■ Doel ■
Zoek in de items hieronder elke regel waarin het woord "wheel" staat en schrijf die regels over. Hoofdletters en kleine letters maken verschil.

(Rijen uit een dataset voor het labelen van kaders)

☆ ☆ ☆ ☆

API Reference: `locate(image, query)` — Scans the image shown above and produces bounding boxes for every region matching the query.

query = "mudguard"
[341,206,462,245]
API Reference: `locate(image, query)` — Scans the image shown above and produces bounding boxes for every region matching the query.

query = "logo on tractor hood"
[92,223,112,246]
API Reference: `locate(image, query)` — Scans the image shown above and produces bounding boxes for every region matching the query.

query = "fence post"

☆ ☆ ☆ ☆

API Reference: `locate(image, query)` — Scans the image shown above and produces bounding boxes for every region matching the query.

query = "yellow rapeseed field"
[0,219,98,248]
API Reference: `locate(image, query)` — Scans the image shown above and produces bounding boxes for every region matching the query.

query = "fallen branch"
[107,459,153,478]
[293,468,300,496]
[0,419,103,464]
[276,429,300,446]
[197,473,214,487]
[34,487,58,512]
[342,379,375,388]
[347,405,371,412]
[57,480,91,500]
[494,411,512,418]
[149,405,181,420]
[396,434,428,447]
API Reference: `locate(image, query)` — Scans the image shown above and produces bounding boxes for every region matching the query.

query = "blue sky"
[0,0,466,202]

☆ ☆ ☆ ☆

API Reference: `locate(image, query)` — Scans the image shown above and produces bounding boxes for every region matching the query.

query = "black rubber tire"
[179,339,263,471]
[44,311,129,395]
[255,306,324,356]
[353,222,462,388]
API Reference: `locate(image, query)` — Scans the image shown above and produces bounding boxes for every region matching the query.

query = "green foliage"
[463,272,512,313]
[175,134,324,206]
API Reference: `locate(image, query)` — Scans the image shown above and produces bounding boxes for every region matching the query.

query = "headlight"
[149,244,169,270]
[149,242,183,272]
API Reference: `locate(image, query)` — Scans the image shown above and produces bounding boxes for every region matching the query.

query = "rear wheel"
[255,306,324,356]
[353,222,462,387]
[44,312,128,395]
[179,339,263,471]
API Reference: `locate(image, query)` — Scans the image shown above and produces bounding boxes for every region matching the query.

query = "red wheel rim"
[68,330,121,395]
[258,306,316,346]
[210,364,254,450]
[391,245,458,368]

☆ ☆ ☆ ☆

■ Oplossing ■
query = "rear wheel"
query = "red wheel rim"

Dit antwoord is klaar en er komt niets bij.